> Do this:
Every record must be written out once more, with nothing added or omitted.

Raw records:
▼

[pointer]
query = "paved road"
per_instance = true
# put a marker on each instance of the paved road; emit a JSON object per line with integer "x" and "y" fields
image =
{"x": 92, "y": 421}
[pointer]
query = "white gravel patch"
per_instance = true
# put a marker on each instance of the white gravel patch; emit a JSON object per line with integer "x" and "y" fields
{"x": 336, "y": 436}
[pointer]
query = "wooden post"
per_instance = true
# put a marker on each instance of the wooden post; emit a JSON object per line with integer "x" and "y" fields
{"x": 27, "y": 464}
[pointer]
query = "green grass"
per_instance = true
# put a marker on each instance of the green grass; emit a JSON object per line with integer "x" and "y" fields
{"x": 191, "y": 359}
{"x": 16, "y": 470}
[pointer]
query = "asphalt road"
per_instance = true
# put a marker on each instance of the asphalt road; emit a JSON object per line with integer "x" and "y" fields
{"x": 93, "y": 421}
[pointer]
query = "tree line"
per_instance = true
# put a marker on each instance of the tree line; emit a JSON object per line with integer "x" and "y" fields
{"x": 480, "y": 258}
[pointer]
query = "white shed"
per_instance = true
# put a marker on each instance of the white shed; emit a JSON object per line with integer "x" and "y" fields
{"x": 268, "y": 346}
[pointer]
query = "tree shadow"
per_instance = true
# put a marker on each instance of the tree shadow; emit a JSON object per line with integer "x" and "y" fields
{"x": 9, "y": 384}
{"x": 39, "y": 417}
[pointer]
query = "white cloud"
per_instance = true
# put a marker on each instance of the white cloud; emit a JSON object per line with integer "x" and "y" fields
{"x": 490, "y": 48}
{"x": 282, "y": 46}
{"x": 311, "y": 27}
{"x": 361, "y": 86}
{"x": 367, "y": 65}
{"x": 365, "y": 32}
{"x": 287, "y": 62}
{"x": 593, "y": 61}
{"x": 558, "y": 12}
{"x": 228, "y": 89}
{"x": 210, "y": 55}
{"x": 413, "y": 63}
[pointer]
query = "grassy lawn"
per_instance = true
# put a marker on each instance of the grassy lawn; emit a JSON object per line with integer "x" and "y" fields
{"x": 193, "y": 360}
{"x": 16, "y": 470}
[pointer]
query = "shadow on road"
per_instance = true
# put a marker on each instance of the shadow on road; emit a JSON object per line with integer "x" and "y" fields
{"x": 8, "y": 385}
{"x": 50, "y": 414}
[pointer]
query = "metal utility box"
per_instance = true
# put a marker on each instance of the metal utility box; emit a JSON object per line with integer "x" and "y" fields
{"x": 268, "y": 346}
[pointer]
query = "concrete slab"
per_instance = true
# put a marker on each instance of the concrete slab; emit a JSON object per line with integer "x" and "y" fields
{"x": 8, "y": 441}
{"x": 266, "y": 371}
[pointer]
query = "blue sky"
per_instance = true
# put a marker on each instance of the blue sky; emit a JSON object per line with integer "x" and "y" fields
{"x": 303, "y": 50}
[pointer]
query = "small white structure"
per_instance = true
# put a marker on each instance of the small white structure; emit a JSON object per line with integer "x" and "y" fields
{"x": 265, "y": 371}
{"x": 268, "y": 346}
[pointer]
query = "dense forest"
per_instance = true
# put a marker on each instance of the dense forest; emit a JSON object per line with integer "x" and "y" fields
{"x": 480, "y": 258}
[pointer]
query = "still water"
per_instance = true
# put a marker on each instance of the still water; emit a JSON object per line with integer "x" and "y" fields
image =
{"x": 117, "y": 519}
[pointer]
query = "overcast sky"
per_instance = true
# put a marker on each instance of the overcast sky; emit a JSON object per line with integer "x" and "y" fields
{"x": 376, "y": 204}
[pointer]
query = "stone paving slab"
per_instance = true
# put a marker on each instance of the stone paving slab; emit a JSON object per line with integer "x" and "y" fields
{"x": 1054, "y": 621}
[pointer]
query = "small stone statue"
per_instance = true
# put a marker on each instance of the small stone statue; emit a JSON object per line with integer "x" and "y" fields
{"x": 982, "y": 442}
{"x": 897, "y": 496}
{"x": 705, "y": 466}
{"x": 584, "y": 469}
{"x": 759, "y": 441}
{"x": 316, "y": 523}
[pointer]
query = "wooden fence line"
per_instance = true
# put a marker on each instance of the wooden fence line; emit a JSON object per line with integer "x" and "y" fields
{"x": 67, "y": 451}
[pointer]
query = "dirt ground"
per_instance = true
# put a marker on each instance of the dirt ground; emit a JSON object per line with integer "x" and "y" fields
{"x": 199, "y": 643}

▲

> Exercise result:
[pointer]
query = "paved road"
per_instance = true
# put a marker on each instance of the paved road; emit a JSON object per line with integer "x" and "y" fields
image =
{"x": 92, "y": 421}
[pointer]
query = "white gravel patch"
per_instance = true
# put a marker on each instance of the white gravel patch; emit a JSON object per line with integer "x" and "y" fields
{"x": 336, "y": 436}
[pointer]
query = "wooden post"
per_instance = true
# put a marker on each instance of the wooden post; emit a JSON object per line with integer "x" and "y" fields
{"x": 27, "y": 464}
[pointer]
query = "green grass"
per_instance = true
# put a marker on each instance of the green grass; emit a JSON object per line with integer "x" and "y" fields
{"x": 191, "y": 359}
{"x": 16, "y": 470}
[pointer]
query = "asphalt road"
per_instance = true
# put a marker on each instance of the asphalt road; emit a JSON object per line with integer "x" and "y" fields
{"x": 93, "y": 421}
[pointer]
query = "tree line"
per_instance = true
# put a marker on each instance of the tree line; emit a JSON object per line with integer "x" and "y" fields
{"x": 480, "y": 258}
[pointer]
query = "white shed"
per_instance = true
# put a marker on each instance of the white shed; emit a JSON object per line with integer "x" and "y" fields
{"x": 268, "y": 346}
[pointer]
query = "tree shadow"
per_instance = true
# put a marker on each instance of the tree shadow; emit a JSON object per line with integer "x" and "y" fields
{"x": 9, "y": 384}
{"x": 39, "y": 417}
[pointer]
query = "white cloud"
per_instance = true
# put a marker on each instance of the white cloud; emit a JSON object per line with integer "x" and "y" fields
{"x": 490, "y": 48}
{"x": 282, "y": 46}
{"x": 311, "y": 27}
{"x": 361, "y": 86}
{"x": 367, "y": 65}
{"x": 365, "y": 32}
{"x": 287, "y": 62}
{"x": 593, "y": 61}
{"x": 558, "y": 12}
{"x": 228, "y": 89}
{"x": 210, "y": 55}
{"x": 413, "y": 63}
[pointer]
query = "grassy lawn"
per_instance = true
# put a marker on each instance of the grassy lawn; emit a JSON object per line with integer "x" and "y" fields
{"x": 193, "y": 360}
{"x": 16, "y": 470}
[pointer]
query = "shadow on road"
per_instance = true
# put a marker on each instance of the shadow on road; emit a JSON object per line with integer "x" and "y" fields
{"x": 8, "y": 385}
{"x": 50, "y": 414}
[pointer]
query = "metal utility box"
per_instance = true
# put a marker on each instance of the metal utility box; emit a JSON object per line with integer "x" and "y" fields
{"x": 268, "y": 346}
[pointer]
query = "concrete slab"
per_instance = true
# put a marker on each instance of the concrete slab; emit a JSON object per line with integer "x" and "y" fields
{"x": 8, "y": 441}
{"x": 266, "y": 371}
[pointer]
query = "blue sky"
per_instance = true
# put a marker on each instance of the blue sky; emit a JSON object per line with integer "x" and "y" fields
{"x": 303, "y": 50}
[pointer]
query = "small white structure"
per_instance = true
# put a marker on each instance of the small white structure; emit a JSON object per line with integer "x" and "y" fields
{"x": 265, "y": 371}
{"x": 268, "y": 346}
[pointer]
query = "dense forest"
per_instance = true
# put a marker on each instance of the dense forest; emit a JSON object per line with integer "x" and "y" fields
{"x": 480, "y": 258}
[pointer]
query = "still water"
per_instance = true
# put a marker on each instance of the still water; emit a JSON object per line with integer "x" and "y" fields
image =
{"x": 117, "y": 519}
[pointer]
query = "overcast sky"
per_instance = true
# put a marker on each instance of the overcast sky; emit a JSON object per line with integer "x" and "y" fields
{"x": 376, "y": 204}
[pointer]
query = "stone paving slab"
per_instance = true
# put a marker on each instance of the stone paving slab; emit a JSON object per line with integer "x" and "y" fields
{"x": 1054, "y": 621}
[pointer]
query = "small stone statue"
per_instance = true
# put a marker on each instance of the small stone statue; emit a JSON object per line with integer "x" and "y" fields
{"x": 982, "y": 442}
{"x": 897, "y": 496}
{"x": 705, "y": 466}
{"x": 584, "y": 469}
{"x": 759, "y": 441}
{"x": 316, "y": 523}
[pointer]
query = "wooden fence line"
per_instance = true
# put a marker on each instance of the wooden fence line; emit a JSON object per line with integer "x" and "y" fields
{"x": 67, "y": 451}
[pointer]
query = "dirt ground"
per_instance = true
# put a marker on each instance of the dirt ground; emit a JSON object per line with integer "x" and "y" fields
{"x": 199, "y": 643}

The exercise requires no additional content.